Top of Task data

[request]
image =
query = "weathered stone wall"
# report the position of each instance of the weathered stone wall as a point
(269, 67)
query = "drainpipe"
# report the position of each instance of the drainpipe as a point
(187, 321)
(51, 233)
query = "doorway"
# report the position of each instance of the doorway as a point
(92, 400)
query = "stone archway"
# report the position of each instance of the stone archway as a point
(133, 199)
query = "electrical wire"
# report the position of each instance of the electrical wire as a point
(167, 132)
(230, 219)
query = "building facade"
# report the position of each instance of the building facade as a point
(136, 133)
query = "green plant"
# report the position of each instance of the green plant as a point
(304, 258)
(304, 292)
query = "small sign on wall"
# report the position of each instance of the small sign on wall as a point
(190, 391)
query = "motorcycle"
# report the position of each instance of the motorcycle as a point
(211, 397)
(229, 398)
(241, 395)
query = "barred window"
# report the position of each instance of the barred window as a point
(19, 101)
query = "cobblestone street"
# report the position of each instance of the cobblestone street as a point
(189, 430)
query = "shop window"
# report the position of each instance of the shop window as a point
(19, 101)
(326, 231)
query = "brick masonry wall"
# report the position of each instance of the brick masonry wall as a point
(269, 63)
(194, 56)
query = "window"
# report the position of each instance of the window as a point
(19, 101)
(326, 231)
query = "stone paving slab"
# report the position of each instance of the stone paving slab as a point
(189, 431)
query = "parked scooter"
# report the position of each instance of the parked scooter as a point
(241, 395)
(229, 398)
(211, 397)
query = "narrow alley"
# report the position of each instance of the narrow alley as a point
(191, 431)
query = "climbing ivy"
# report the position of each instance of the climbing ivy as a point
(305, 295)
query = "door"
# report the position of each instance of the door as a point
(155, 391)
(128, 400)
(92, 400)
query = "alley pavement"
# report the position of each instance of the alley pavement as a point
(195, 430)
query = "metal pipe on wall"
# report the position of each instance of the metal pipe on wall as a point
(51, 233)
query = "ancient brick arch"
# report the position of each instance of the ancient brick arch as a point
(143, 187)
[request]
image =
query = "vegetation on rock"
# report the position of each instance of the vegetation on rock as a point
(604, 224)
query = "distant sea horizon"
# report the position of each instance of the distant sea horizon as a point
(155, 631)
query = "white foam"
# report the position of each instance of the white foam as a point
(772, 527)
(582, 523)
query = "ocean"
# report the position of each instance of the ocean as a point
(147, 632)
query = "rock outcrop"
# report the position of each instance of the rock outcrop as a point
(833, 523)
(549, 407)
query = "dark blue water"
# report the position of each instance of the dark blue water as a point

Bottom of Task data

### Exercise
Each entry should be retyped exactly as given.

### Task answer
[request]
image =
query = "weathered stone wall"
# report the position of each instance of the weathered stone wall as a point
(269, 67)
query = "drainpipe"
# report the position of each instance of the drainpipe as a point
(187, 321)
(51, 233)
query = "doorway"
# report the position of each instance of the doorway as a point
(92, 400)
query = "stone archway"
# report the position of each instance of the stone archway as a point
(133, 199)
query = "electrical wire"
# report the position of each instance of the electrical wire as a point
(167, 132)
(230, 219)
query = "building facade"
# report the position of each instance of the building facade as a point
(136, 133)
query = "green plant"
# report the position of each instance of the green plant as a point
(304, 258)
(304, 292)
query = "small sign on wall"
# report the position of each instance of the small sign on wall as a point
(190, 391)
query = "motorcycle"
# report the position of each instance of the motorcycle as a point
(211, 397)
(229, 398)
(241, 395)
query = "barred window"
# report the position of each instance of the barred window as a point
(19, 101)
query = "cobblestone street"
# report the position of each instance of the cobblestone street as a point
(189, 430)
query = "shop window"
# report the position of each instance of the shop window as a point
(19, 101)
(326, 231)
query = "brick masonry wall"
# report the position of each instance of the brick masonry wall as a point
(269, 63)
(194, 56)
query = "window"
# report the position of each instance of the window as a point
(19, 101)
(326, 231)
query = "stone paving slab"
# report the position of each instance of the stone paving slab as a point
(189, 431)
query = "parked scooter"
# report the position of each instance of the parked scooter as a point
(241, 395)
(229, 398)
(211, 397)
query = "narrow alley"
# report the position of each instance of the narrow alley as a point
(191, 431)
query = "climbing ivy"
# report the position of each instance of the climbing ivy as a point
(305, 295)
query = "door"
# report the position of each instance of the door as a point
(155, 391)
(128, 400)
(92, 400)
query = "alley pavement"
# report the position of each instance of the alley pavement as a point
(195, 430)
query = "metal pipe on wall"
# report the position of each instance of the metal pipe on wall as a point
(51, 233)
query = "ancient brick arch"
# report the position of each instance of the ancient brick arch as a point
(143, 187)
[request]
image =
query = "vegetation on rock"
# report the position of each instance of the vegetation on rock as a point
(604, 224)
query = "distant sea horizon"
# report the position of each instance of the distant sea horizon as a point
(155, 631)
query = "white foam"
# report the position of each instance of the white foam as a point
(772, 527)
(582, 523)
query = "ocean"
# report the position of each instance of the ocean as a point
(147, 632)
query = "rock outcrop"
# report the position of each instance of the rock outcrop as a point
(833, 523)
(549, 407)
query = "dark blue water"
# report the position of each instance of the dark blue water as a point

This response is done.